## Exercise directions
Reproduce the whole listing exactly.

## Exercise materials
——————
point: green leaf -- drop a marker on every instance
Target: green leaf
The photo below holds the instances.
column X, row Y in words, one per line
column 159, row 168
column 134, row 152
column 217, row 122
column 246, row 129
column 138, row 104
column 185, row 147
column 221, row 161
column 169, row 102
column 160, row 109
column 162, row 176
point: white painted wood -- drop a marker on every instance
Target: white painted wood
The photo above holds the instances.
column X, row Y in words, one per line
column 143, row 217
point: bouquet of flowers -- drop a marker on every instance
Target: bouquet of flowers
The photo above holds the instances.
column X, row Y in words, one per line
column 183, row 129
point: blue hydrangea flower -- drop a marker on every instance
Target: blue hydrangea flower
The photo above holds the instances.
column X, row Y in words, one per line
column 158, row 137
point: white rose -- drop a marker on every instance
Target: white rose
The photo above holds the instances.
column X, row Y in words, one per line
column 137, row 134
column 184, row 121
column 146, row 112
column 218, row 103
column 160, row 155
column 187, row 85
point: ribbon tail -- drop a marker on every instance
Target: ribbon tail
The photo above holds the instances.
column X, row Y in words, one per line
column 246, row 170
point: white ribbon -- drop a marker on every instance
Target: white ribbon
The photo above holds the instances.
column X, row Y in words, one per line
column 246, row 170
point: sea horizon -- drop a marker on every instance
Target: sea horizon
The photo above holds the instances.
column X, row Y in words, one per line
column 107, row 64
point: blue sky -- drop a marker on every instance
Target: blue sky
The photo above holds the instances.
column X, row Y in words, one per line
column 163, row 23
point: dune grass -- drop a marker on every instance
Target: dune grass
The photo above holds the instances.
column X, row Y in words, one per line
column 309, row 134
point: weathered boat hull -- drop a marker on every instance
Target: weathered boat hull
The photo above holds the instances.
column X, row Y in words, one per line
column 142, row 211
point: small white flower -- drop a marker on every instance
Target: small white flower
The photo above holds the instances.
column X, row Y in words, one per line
——————
## Answer section
point: green leaf -- drop a marker on every instance
Target: green leaf
The photo below holds the instances.
column X, row Y in words, one per line
column 159, row 168
column 134, row 152
column 217, row 122
column 246, row 129
column 138, row 104
column 185, row 147
column 221, row 161
column 169, row 102
column 160, row 109
column 162, row 176
point: white painted wood -- drop a marker on every instance
Target: white painted wood
The photo above holds the instances.
column X, row Y in words, one per line
column 143, row 217
point: bouquet of flowers -- drop a marker on every instance
Target: bouquet of flowers
The photo above holds the instances.
column X, row Y in words, one per line
column 183, row 129
point: blue hydrangea flower -- drop a marker on every instance
Target: blue hydrangea flower
The photo above holds the instances.
column X, row Y in words, one per line
column 158, row 137
point: white rose -- drop a marker on every instance
Target: white rose
The photo above holds the instances.
column X, row Y in words, one per line
column 137, row 134
column 184, row 121
column 146, row 112
column 218, row 103
column 160, row 155
column 187, row 85
point: ribbon tail -- drop a marker on every instance
Target: ribbon tail
The photo above holds the instances.
column X, row Y in words, one per line
column 246, row 170
point: white ribbon -- drop a marker on every instance
Target: white ribbon
The photo above holds the instances.
column X, row Y in words, one per line
column 246, row 170
point: sea horizon -- drop a marker on every instance
Target: sea horizon
The photo above holds the instances.
column X, row Y in words, one per line
column 107, row 64
point: blue sky -- drop a marker on every instance
Target: blue sky
The photo above holds the instances.
column X, row Y in words, one per line
column 163, row 23
point: dune grass -- drop a marker on every instance
Target: dune grass
The photo above holds the instances.
column X, row Y in words, one per line
column 309, row 134
point: weathered boat hull -- drop a marker on every instance
Target: weathered boat hull
The photo above holds the instances.
column X, row Y in words, one per line
column 142, row 211
point: small white flower -- drop a marker on every instance
Target: small white flower
The photo above holds the instances.
column X, row Y in words, one per line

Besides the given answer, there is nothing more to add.